§ Aim of the exercise
Please count the lines below that contain the word "sign" and give only the number.

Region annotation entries
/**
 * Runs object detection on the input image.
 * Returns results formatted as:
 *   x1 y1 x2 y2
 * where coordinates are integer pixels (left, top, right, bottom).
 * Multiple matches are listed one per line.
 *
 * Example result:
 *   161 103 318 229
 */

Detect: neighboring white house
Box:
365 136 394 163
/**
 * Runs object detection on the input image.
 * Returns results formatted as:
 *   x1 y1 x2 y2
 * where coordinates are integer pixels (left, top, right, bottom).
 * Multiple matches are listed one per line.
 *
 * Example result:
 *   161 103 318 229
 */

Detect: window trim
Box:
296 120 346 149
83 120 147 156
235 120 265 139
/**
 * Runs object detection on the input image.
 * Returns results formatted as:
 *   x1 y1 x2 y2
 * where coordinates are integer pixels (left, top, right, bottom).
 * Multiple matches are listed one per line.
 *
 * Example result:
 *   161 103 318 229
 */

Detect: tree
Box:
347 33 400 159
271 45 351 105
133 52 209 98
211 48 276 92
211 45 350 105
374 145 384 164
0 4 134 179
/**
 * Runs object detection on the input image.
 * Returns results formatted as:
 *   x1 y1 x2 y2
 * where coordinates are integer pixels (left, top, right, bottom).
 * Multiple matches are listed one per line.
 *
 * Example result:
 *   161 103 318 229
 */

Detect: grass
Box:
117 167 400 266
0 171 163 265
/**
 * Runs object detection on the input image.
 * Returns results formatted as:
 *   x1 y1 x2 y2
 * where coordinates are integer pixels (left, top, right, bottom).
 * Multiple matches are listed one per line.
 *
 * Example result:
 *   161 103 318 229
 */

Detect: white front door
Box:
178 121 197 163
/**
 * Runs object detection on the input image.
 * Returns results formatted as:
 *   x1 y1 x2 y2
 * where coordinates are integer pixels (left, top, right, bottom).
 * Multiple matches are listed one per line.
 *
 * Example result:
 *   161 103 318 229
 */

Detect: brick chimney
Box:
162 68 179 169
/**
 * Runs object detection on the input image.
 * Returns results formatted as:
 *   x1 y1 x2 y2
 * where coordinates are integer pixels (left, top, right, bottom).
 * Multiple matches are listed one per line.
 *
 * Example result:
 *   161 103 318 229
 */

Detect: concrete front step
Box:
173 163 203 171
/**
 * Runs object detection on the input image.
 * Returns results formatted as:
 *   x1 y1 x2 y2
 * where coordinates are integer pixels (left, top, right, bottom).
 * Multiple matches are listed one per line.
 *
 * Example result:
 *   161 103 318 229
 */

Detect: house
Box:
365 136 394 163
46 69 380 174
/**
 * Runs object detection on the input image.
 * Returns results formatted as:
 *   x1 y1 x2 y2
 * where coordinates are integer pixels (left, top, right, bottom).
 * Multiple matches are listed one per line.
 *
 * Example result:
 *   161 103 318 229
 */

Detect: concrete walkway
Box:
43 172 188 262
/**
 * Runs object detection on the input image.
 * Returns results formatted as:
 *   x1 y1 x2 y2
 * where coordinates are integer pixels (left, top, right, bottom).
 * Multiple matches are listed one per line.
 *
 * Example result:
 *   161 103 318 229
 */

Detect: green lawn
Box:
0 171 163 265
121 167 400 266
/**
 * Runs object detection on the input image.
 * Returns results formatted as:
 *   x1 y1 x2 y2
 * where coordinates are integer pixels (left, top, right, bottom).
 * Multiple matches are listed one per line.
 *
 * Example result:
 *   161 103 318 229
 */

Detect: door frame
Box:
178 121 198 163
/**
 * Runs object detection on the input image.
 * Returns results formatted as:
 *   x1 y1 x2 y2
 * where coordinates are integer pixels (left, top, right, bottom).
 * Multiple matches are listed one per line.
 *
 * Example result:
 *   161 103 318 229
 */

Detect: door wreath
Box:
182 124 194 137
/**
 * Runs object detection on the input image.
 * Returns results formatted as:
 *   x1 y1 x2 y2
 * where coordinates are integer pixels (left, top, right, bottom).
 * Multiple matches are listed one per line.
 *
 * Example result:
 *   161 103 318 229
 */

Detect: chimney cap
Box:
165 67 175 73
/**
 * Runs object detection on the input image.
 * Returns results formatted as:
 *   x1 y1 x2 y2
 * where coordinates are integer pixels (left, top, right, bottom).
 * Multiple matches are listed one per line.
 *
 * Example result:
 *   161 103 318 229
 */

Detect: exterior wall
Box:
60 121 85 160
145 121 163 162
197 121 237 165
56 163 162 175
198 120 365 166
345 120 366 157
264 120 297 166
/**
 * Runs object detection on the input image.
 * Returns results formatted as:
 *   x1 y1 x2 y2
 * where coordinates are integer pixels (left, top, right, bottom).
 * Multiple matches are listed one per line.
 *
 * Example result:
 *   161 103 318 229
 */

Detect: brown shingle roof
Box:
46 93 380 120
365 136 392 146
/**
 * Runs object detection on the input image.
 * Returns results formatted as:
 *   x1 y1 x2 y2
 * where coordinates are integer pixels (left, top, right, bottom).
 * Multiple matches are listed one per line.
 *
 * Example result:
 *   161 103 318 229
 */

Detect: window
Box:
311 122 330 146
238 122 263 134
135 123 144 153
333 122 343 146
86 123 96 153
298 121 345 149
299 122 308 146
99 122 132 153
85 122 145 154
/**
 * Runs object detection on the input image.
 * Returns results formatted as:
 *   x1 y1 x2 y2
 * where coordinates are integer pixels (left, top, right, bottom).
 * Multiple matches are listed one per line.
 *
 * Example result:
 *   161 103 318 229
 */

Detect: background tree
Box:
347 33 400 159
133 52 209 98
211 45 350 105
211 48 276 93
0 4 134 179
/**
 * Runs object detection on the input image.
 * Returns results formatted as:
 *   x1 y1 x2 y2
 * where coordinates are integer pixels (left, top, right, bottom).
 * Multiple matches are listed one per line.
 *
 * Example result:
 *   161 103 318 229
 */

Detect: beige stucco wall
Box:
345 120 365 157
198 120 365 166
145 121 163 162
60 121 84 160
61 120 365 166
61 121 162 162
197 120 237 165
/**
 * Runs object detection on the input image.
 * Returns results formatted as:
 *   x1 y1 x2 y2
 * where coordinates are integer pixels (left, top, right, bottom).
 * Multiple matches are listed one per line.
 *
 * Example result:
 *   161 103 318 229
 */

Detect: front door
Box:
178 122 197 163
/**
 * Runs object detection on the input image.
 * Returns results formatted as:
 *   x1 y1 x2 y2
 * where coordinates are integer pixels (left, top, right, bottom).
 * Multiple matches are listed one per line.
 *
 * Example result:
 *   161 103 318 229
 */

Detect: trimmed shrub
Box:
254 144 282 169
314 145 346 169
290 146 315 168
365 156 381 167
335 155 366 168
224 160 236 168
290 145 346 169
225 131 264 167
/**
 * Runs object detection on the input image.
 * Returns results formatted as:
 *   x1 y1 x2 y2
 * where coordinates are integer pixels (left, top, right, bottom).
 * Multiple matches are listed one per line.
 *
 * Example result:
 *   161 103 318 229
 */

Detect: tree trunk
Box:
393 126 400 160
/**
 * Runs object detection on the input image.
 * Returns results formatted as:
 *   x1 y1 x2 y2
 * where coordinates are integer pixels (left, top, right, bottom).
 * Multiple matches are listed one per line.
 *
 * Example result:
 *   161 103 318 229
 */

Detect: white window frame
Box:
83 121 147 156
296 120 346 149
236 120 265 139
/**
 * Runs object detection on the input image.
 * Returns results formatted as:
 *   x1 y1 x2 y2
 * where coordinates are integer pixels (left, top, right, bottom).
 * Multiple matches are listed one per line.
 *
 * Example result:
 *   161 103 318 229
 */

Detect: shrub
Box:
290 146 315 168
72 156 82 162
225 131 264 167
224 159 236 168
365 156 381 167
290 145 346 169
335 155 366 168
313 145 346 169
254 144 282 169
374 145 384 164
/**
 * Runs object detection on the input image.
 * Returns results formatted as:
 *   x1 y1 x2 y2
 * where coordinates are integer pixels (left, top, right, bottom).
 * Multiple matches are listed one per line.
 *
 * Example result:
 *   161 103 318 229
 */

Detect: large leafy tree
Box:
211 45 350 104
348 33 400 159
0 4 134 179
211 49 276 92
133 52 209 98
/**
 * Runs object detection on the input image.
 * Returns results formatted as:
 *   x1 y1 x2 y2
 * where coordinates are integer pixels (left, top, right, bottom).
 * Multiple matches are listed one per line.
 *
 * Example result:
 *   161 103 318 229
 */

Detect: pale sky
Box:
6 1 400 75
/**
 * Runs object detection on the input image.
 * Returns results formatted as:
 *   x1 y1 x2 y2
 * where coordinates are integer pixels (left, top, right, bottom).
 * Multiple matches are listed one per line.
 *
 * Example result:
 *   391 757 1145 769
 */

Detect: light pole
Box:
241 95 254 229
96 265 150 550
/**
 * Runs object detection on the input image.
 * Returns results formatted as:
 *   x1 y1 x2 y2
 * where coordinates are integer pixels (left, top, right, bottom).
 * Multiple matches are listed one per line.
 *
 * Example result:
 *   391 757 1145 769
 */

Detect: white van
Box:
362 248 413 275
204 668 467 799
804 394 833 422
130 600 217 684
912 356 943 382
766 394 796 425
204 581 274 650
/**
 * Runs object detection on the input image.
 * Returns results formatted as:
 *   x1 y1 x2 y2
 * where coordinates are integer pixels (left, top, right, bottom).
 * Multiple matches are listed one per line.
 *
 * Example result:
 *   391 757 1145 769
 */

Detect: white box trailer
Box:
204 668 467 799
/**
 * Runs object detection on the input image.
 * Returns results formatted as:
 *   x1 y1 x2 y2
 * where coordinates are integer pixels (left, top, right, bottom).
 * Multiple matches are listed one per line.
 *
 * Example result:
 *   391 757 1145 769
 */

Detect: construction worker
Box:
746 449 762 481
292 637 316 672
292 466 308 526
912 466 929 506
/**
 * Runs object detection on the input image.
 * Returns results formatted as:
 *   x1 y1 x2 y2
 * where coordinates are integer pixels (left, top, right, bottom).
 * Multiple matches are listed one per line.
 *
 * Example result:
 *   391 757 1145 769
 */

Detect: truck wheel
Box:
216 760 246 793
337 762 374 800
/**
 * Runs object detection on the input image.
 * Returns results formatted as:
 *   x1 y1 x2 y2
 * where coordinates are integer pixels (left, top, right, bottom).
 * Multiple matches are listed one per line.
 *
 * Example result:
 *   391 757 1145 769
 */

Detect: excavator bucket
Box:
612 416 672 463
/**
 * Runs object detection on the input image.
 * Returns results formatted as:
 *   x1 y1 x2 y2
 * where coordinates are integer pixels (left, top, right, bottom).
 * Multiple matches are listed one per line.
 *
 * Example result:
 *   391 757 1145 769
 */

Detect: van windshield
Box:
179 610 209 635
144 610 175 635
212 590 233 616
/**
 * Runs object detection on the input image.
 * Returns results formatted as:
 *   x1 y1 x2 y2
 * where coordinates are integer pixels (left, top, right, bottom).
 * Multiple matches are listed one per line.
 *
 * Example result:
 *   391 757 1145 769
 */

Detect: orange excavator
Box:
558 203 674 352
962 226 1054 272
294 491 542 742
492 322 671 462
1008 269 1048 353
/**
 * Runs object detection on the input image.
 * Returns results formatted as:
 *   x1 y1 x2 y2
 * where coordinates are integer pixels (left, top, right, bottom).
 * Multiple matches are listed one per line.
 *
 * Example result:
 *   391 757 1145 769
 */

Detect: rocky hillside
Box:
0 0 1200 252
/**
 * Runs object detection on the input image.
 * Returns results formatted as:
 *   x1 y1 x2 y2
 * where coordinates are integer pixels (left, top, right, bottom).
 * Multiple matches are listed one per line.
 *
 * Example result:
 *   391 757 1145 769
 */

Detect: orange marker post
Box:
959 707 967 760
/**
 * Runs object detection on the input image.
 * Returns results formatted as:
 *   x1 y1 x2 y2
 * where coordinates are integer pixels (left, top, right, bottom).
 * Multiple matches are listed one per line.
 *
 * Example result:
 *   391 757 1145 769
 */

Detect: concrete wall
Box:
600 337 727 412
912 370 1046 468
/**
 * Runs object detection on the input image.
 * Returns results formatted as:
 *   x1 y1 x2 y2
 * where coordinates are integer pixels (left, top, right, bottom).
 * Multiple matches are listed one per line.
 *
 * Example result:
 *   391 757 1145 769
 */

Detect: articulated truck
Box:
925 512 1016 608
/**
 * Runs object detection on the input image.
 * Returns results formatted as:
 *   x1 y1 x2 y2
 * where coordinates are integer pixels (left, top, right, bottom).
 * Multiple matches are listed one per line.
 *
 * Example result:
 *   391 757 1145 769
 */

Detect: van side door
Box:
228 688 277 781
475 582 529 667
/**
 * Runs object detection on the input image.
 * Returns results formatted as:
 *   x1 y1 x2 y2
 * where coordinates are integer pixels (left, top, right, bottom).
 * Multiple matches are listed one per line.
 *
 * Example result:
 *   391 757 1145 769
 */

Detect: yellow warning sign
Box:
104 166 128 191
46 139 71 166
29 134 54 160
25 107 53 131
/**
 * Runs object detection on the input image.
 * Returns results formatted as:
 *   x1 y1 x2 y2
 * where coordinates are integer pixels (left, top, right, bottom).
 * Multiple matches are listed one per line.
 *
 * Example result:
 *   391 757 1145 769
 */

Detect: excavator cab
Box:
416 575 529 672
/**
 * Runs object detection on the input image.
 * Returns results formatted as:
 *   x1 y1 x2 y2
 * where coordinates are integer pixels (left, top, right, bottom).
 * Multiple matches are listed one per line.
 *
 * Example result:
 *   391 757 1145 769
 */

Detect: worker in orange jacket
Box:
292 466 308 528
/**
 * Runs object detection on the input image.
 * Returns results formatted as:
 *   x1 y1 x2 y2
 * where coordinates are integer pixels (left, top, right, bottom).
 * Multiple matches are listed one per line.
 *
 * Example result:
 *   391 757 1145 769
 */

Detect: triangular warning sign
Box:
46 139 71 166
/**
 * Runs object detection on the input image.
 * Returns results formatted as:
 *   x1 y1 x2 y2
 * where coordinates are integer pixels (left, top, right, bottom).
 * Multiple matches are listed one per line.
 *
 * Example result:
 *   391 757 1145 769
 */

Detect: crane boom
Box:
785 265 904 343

§ Full solution
2